Turn each line of the rows below into a Markdown table with the columns No and Line. Put the line number in No and the line itself in Line, and leave out blank lines.

= = = = =

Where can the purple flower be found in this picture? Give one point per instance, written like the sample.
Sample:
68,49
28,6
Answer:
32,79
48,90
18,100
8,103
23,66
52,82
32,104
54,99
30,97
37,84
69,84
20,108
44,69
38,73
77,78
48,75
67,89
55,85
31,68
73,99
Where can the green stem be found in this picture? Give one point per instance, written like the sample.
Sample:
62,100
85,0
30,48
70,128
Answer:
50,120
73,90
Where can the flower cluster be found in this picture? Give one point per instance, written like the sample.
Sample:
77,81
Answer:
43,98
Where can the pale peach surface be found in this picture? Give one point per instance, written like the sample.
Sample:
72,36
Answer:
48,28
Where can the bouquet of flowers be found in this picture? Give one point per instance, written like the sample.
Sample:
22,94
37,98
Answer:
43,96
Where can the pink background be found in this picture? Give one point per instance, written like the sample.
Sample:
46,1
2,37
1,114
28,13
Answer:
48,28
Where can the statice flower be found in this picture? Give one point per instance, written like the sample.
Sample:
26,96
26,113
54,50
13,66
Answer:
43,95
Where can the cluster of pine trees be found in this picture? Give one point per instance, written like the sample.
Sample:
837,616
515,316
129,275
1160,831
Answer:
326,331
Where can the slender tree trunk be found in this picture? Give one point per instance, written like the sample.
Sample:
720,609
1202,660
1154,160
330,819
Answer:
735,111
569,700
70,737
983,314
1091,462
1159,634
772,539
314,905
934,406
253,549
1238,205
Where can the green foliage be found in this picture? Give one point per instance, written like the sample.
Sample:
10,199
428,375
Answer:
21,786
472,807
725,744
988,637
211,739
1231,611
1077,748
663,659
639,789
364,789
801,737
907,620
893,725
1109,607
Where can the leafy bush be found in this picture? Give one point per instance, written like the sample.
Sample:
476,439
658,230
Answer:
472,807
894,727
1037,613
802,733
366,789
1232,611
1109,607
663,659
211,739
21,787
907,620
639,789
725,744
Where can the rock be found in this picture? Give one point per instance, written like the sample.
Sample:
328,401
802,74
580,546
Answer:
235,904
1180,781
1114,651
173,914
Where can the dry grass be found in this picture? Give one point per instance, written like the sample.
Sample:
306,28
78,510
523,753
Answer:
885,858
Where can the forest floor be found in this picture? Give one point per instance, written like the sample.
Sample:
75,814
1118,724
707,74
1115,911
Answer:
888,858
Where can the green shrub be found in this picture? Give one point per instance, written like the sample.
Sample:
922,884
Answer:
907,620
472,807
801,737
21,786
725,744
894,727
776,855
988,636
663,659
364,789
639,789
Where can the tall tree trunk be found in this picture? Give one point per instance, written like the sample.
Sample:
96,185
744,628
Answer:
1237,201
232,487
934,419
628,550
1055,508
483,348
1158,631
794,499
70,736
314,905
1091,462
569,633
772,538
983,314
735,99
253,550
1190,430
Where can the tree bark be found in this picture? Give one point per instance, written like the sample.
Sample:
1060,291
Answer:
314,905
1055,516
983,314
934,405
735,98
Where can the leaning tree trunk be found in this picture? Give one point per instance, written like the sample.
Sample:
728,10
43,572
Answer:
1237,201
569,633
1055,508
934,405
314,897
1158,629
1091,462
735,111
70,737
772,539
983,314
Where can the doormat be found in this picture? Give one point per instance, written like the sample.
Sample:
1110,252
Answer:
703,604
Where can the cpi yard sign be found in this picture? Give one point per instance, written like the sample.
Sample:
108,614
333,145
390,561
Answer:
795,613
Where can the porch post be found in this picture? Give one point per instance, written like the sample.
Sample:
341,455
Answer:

= = = = =

| EXERCISE RESULT |
| No | Line |
|---|---|
| 1 | Where can the purple flower be found in this picture? Give one point per instance, written like the sample. |
| 2 | Sample: |
| 3 | 68,49 |
| 4 | 28,6 |
| 5 | Answer: |
| 6 | 32,79 |
| 7 | 48,90 |
| 8 | 18,100 |
| 9 | 8,103 |
| 10 | 23,66 |
| 11 | 52,82 |
| 12 | 32,104 |
| 13 | 54,99 |
| 14 | 30,97 |
| 15 | 37,84 |
| 16 | 69,84 |
| 17 | 20,108 |
| 18 | 44,69 |
| 19 | 38,73 |
| 20 | 77,78 |
| 21 | 48,75 |
| 22 | 67,89 |
| 23 | 55,85 |
| 24 | 31,68 |
| 25 | 73,99 |
| 26 | Where can the green stem be found in this picture? Give one point per instance, written like the sample. |
| 27 | Sample: |
| 28 | 62,100 |
| 29 | 85,0 |
| 30 | 30,48 |
| 31 | 70,128 |
| 32 | Answer: |
| 33 | 50,120 |
| 34 | 73,90 |
| 35 | Where can the flower cluster be found in this picture? Give one point per instance, written like the sample. |
| 36 | Sample: |
| 37 | 77,81 |
| 38 | Answer: |
| 39 | 43,98 |
| 40 | Where can the pale peach surface be found in this picture? Give one point per instance, written like the sample. |
| 41 | Sample: |
| 42 | 72,36 |
| 43 | Answer: |
| 44 | 48,28 |
| 45 | Where can the bouquet of flowers be found in this picture? Give one point per instance, written like the sample. |
| 46 | Sample: |
| 47 | 22,94 |
| 48 | 37,98 |
| 49 | Answer: |
| 50 | 43,96 |
| 51 | Where can the pink background be found in this picture? Give one point per instance, written like the sample. |
| 52 | Sample: |
| 53 | 46,1 |
| 54 | 2,37 |
| 55 | 1,114 |
| 56 | 28,13 |
| 57 | Answer: |
| 58 | 48,28 |
| 59 | Where can the statice flower be found in this picture? Give one point per instance, written like the sample. |
| 60 | Sample: |
| 61 | 26,96 |
| 62 | 26,113 |
| 63 | 54,50 |
| 64 | 13,66 |
| 65 | Answer: |
| 66 | 43,95 |
| 67 | Where can the cluster of pine trees be found in this picture? Give one point per instance, written like the sample. |
| 68 | Sample: |
| 69 | 837,616 |
| 70 | 515,316 |
| 71 | 129,275 |
| 72 | 1160,831 |
| 73 | Answer: |
| 74 | 326,331 |
| 75 | Where can the slender tree trunk be found in this picture? Give one point per instance, written like the sample. |
| 76 | Sample: |
| 77 | 720,609 |
| 78 | 1202,660 |
| 79 | 1154,160 |
| 80 | 330,819 |
| 81 | Answer: |
| 82 | 735,111 |
| 83 | 569,700 |
| 84 | 70,737 |
| 85 | 983,314 |
| 86 | 1091,462 |
| 87 | 1159,634 |
| 88 | 772,539 |
| 89 | 314,905 |
| 90 | 934,406 |
| 91 | 253,549 |
| 92 | 1238,205 |
| 93 | Where can the green foliage be found in this picture? Give one point per instance, written like the sample. |
| 94 | Sample: |
| 95 | 10,199 |
| 96 | 428,375 |
| 97 | Answer: |
| 98 | 21,786 |
| 99 | 472,807 |
| 100 | 725,744 |
| 101 | 988,637 |
| 102 | 211,739 |
| 103 | 1231,611 |
| 104 | 1077,748 |
| 105 | 663,659 |
| 106 | 639,789 |
| 107 | 364,789 |
| 108 | 801,737 |
| 109 | 907,620 |
| 110 | 893,725 |
| 111 | 1109,607 |
| 112 | Where can the leafy bush be found in this picture? Give one point per instance, written like the sample. |
| 113 | Sample: |
| 114 | 476,439 |
| 115 | 658,230 |
| 116 | Answer: |
| 117 | 472,807 |
| 118 | 894,727 |
| 119 | 1037,613 |
| 120 | 802,733 |
| 121 | 366,789 |
| 122 | 1232,611 |
| 123 | 1109,607 |
| 124 | 663,659 |
| 125 | 211,739 |
| 126 | 21,787 |
| 127 | 907,620 |
| 128 | 639,789 |
| 129 | 725,744 |
| 130 | Where can the rock be found in this picture? Give one point per instance, written like the sample. |
| 131 | Sample: |
| 132 | 328,401 |
| 133 | 802,74 |
| 134 | 580,546 |
| 135 | Answer: |
| 136 | 235,904 |
| 137 | 1180,781 |
| 138 | 1114,651 |
| 139 | 173,914 |
| 140 | Where can the dry grass be found in this picture? Give one point per instance, written like the sample. |
| 141 | Sample: |
| 142 | 306,28 |
| 143 | 78,510 |
| 144 | 523,753 |
| 145 | Answer: |
| 146 | 885,858 |
| 147 | Where can the forest floor be found in this picture? Give one point per instance, written like the sample. |
| 148 | Sample: |
| 149 | 75,814 |
| 150 | 1118,724 |
| 151 | 707,74 |
| 152 | 1115,911 |
| 153 | Answer: |
| 154 | 888,858 |
| 155 | Where can the green shrub be found in this picture? Give one point per instance, written like the sample. |
| 156 | Sample: |
| 157 | 922,884 |
| 158 | Answer: |
| 159 | 907,620 |
| 160 | 472,807 |
| 161 | 801,737 |
| 162 | 21,786 |
| 163 | 725,744 |
| 164 | 894,727 |
| 165 | 776,855 |
| 166 | 988,636 |
| 167 | 663,659 |
| 168 | 364,789 |
| 169 | 639,789 |
| 170 | Where can the tall tree trunk be found in this picture? Give one point per instance, written like the sample. |
| 171 | Sample: |
| 172 | 96,185 |
| 173 | 744,628 |
| 174 | Answer: |
| 175 | 1237,201 |
| 176 | 232,487 |
| 177 | 934,419 |
| 178 | 628,550 |
| 179 | 1055,508 |
| 180 | 483,348 |
| 181 | 1158,631 |
| 182 | 794,499 |
| 183 | 70,736 |
| 184 | 314,905 |
| 185 | 1091,462 |
| 186 | 569,633 |
| 187 | 772,538 |
| 188 | 983,314 |
| 189 | 735,99 |
| 190 | 253,550 |
| 191 | 1190,430 |
| 192 | Where can the tree bark be found in this picture? Give one point per instance, written like the sample. |
| 193 | Sample: |
| 194 | 1060,291 |
| 195 | Answer: |
| 196 | 314,905 |
| 197 | 1055,516 |
| 198 | 983,314 |
| 199 | 934,405 |
| 200 | 735,98 |
| 201 | Where can the leaning tree trunk be found in this picture? Give one point per instance, written like the sample. |
| 202 | Sample: |
| 203 | 728,10 |
| 204 | 43,572 |
| 205 | Answer: |
| 206 | 1237,201 |
| 207 | 569,633 |
| 208 | 1055,508 |
| 209 | 934,405 |
| 210 | 314,897 |
| 211 | 1158,629 |
| 212 | 1091,462 |
| 213 | 735,111 |
| 214 | 70,737 |
| 215 | 772,539 |
| 216 | 983,314 |
| 217 | Where can the doormat be found in this picture? Give one point per instance, written like the sample. |
| 218 | Sample: |
| 219 | 1110,252 |
| 220 | Answer: |
| 221 | 703,604 |
| 222 | Where can the cpi yard sign be found in this picture? Give one point per instance, written like the sample. |
| 223 | Sample: |
| 224 | 108,614 |
| 225 | 333,145 |
| 226 | 390,561 |
| 227 | Answer: |
| 228 | 795,613 |
| 229 | Where can the porch post be found in this picture? Give one point per instance, written like the sample. |
| 230 | Sample: |
| 231 | 341,455 |
| 232 | Answer: |